Given task >> Please arrange every line of the records below as a Markdown table with the columns "Row" and "Line," numbering the rows in order and leaving out blank lines and the pictures.
— START OF Data provided —
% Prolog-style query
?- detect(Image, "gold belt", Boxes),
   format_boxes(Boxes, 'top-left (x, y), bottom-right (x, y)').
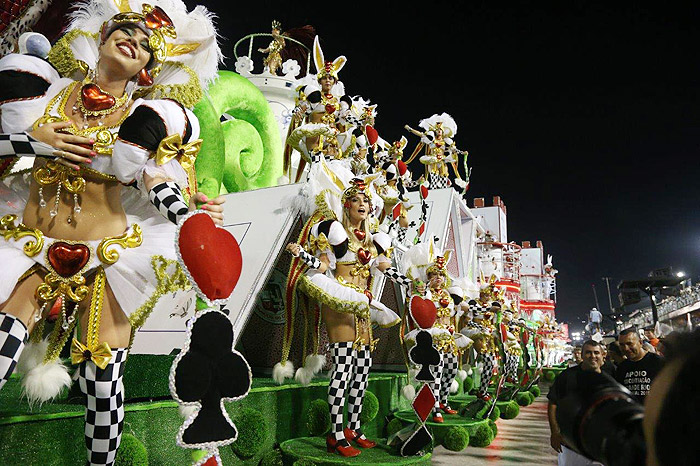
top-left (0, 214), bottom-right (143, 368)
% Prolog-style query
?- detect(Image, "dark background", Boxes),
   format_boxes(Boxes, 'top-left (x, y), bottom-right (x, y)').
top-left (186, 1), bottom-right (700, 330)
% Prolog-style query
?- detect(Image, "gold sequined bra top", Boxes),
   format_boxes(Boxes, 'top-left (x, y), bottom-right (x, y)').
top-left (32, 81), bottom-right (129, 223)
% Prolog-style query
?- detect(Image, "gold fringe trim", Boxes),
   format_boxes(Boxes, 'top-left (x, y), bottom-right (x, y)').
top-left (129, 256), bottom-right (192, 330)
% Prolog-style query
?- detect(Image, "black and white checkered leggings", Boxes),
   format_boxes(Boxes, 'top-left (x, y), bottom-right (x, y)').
— END OF Data provided —
Response >>
| Row | Line |
|---|---|
| 1 | % Prolog-style query |
| 2 | ?- detect(Image, "gold belt", Boxes), |
| 3 |    format_boxes(Boxes, 'top-left (x, y), bottom-right (x, y)'). |
| 4 | top-left (0, 214), bottom-right (143, 368) |
| 5 | % Prolog-style query |
| 6 | ?- detect(Image, "dark background", Boxes), |
| 7 |    format_boxes(Boxes, 'top-left (x, y), bottom-right (x, y)'). |
| 8 | top-left (186, 1), bottom-right (700, 330) |
| 9 | % Prolog-style query |
| 10 | ?- detect(Image, "gold sequined bra top", Boxes), |
| 11 |    format_boxes(Boxes, 'top-left (x, y), bottom-right (x, y)'). |
| 12 | top-left (32, 81), bottom-right (129, 223) |
| 13 | % Prolog-style query |
| 14 | ?- detect(Image, "gold fringe trim", Boxes), |
| 15 |    format_boxes(Boxes, 'top-left (x, y), bottom-right (x, y)'). |
| 16 | top-left (129, 256), bottom-right (192, 330) |
| 17 | % Prolog-style query |
| 18 | ?- detect(Image, "black and white checkered leggings", Boxes), |
| 19 |    format_boxes(Boxes, 'top-left (x, y), bottom-right (x, y)'). |